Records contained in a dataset

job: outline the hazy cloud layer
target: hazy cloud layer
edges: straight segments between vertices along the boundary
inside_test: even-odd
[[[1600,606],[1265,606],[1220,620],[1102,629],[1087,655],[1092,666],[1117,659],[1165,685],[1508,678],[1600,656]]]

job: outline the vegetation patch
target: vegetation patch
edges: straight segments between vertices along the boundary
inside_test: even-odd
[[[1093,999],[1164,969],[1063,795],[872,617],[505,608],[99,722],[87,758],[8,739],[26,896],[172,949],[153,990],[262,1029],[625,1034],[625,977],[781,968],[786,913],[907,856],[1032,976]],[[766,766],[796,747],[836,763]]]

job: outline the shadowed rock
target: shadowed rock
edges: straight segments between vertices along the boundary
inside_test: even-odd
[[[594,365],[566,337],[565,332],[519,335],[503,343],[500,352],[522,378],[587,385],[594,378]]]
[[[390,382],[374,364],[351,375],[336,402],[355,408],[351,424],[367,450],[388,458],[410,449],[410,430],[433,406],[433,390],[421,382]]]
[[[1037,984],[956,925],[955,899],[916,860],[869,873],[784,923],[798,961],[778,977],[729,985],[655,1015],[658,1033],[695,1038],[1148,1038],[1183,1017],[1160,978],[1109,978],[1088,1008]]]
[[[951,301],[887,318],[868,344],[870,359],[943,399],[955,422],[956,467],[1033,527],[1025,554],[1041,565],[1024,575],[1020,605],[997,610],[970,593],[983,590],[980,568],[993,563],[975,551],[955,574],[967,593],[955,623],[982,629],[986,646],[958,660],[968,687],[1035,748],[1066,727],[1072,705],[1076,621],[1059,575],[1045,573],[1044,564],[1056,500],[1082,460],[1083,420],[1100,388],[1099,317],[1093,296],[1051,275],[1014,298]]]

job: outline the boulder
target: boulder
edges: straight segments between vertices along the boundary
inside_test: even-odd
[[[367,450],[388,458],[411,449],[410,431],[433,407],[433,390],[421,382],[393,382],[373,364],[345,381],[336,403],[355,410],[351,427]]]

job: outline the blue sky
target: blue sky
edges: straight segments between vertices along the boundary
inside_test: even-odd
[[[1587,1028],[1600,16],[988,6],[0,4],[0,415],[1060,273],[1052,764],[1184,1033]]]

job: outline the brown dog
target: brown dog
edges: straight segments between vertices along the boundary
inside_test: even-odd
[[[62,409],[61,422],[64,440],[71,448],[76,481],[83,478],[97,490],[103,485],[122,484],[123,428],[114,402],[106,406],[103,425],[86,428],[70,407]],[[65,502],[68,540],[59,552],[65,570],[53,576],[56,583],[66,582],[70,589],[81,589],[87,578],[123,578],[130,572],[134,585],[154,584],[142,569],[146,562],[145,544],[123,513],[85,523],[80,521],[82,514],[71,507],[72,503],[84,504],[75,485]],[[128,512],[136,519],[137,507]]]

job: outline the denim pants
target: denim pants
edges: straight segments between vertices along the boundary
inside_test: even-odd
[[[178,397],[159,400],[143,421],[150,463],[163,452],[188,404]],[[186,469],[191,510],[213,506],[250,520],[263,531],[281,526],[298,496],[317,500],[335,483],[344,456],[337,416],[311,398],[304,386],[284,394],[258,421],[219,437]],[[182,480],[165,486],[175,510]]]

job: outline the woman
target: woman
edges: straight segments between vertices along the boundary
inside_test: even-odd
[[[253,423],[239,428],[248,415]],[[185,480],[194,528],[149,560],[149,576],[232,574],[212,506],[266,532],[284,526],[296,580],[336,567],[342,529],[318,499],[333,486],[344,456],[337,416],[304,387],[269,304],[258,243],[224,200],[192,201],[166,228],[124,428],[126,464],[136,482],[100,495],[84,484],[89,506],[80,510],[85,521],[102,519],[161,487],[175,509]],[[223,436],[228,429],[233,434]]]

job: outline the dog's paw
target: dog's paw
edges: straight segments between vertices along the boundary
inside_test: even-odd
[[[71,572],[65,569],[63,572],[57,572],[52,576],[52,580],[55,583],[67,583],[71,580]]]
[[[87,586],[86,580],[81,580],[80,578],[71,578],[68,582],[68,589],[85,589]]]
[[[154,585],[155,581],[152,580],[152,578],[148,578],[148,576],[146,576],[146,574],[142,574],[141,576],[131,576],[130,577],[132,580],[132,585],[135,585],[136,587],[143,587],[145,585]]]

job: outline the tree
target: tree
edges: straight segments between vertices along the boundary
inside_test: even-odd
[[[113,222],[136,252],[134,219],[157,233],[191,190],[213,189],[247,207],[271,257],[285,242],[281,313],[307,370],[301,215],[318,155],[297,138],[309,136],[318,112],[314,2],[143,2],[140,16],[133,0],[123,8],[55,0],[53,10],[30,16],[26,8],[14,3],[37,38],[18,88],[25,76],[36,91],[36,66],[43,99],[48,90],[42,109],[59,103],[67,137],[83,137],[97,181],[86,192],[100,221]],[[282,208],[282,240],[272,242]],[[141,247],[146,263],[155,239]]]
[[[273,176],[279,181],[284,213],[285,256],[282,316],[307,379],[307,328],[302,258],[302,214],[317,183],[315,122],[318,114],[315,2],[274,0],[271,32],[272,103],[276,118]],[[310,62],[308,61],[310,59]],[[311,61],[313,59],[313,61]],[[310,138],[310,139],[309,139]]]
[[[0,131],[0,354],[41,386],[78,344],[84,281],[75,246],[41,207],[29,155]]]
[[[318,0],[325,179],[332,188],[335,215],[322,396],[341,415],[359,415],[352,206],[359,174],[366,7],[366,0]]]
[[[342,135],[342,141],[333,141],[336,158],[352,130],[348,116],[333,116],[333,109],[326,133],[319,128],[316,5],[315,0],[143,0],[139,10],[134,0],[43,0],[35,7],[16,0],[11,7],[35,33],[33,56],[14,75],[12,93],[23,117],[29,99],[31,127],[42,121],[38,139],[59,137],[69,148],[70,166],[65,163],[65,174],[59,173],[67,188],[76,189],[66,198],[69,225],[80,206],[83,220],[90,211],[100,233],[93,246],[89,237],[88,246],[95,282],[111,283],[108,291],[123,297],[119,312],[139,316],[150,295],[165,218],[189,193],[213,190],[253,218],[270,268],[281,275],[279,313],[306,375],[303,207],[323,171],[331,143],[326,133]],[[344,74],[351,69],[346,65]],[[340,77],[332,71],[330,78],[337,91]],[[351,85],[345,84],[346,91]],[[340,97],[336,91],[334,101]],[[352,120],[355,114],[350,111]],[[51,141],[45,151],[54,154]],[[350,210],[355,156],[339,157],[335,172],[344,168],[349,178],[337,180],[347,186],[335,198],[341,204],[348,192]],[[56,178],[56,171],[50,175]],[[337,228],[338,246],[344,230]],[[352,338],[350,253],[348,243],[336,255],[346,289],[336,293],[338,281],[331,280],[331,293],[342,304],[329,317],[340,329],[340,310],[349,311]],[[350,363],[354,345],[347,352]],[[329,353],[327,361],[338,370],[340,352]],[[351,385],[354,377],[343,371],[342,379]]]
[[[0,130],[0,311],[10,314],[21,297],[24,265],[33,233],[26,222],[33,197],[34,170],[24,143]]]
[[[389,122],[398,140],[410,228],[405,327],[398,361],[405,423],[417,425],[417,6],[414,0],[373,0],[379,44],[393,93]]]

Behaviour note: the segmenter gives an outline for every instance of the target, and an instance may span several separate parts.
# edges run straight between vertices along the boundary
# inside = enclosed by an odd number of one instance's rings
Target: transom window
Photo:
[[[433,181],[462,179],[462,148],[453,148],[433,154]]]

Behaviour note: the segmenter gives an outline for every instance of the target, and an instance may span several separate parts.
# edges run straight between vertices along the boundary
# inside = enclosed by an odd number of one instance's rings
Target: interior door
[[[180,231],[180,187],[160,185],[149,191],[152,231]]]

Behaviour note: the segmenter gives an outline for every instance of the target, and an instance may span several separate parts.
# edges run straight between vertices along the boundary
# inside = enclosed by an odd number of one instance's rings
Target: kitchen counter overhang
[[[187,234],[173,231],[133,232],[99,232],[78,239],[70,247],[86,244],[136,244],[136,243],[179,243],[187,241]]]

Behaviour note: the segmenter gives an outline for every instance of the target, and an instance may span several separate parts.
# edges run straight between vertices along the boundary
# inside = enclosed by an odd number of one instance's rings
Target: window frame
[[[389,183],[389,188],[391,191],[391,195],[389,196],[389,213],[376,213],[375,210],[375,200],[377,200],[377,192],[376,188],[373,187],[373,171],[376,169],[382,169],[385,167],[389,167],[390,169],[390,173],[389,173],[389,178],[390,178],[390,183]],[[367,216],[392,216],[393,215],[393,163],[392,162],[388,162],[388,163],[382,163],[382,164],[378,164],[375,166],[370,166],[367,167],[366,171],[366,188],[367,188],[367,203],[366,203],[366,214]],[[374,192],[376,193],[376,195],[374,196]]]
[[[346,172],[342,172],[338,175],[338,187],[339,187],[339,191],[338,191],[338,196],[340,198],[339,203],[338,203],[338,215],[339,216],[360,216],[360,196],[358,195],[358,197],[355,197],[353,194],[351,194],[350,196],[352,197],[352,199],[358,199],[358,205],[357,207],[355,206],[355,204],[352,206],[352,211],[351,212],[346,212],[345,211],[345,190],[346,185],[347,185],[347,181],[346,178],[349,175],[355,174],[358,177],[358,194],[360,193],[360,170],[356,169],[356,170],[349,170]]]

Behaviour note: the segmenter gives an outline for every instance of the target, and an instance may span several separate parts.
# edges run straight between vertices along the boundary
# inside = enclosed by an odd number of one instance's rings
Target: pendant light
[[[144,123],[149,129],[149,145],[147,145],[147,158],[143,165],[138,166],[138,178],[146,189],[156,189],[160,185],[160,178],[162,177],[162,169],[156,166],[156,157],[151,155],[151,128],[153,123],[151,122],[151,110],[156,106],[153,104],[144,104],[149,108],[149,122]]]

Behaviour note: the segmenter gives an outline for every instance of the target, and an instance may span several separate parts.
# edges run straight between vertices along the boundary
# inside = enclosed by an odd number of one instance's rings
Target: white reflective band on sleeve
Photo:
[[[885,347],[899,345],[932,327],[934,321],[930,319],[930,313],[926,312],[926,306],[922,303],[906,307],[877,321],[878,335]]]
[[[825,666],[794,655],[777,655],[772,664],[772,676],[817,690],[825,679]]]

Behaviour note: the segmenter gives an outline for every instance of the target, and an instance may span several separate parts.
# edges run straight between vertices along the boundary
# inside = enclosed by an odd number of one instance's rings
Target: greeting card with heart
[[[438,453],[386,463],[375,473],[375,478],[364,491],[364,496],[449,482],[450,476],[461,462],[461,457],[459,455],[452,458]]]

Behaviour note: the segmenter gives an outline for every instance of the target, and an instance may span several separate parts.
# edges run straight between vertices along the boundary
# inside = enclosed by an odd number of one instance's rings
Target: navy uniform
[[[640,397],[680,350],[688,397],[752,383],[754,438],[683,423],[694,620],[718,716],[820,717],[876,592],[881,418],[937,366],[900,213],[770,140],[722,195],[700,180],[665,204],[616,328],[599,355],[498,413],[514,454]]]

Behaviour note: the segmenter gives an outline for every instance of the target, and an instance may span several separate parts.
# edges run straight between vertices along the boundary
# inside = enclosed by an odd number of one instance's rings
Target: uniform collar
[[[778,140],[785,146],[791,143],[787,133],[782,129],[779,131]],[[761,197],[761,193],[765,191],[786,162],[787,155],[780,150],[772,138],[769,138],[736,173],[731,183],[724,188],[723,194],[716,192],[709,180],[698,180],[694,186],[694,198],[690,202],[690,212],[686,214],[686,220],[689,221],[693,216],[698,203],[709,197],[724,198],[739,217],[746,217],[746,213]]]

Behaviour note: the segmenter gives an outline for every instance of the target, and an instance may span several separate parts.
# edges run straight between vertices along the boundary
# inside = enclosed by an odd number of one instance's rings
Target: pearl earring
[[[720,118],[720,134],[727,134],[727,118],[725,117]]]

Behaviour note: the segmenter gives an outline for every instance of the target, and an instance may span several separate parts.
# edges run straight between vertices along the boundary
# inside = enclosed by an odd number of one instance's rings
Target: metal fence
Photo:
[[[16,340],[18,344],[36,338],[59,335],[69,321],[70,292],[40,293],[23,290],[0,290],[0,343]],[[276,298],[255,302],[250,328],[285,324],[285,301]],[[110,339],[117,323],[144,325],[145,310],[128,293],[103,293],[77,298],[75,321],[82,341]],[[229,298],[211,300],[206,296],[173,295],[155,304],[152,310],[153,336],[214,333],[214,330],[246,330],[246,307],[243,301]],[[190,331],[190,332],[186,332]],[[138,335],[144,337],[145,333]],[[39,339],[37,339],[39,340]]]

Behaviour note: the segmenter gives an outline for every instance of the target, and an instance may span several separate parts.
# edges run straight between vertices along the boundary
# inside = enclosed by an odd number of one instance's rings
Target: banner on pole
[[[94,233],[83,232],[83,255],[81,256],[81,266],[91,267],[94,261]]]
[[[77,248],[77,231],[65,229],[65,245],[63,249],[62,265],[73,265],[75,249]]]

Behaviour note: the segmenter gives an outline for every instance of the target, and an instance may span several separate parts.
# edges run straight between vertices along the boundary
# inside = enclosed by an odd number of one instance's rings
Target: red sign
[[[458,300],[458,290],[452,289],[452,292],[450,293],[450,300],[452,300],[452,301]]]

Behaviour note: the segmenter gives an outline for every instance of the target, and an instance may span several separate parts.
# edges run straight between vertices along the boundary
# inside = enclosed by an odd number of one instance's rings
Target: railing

> _Exercise requirements_
Give the number of lines in the records that contain the word "shadowed", and write nothing else.

> _Result below_
2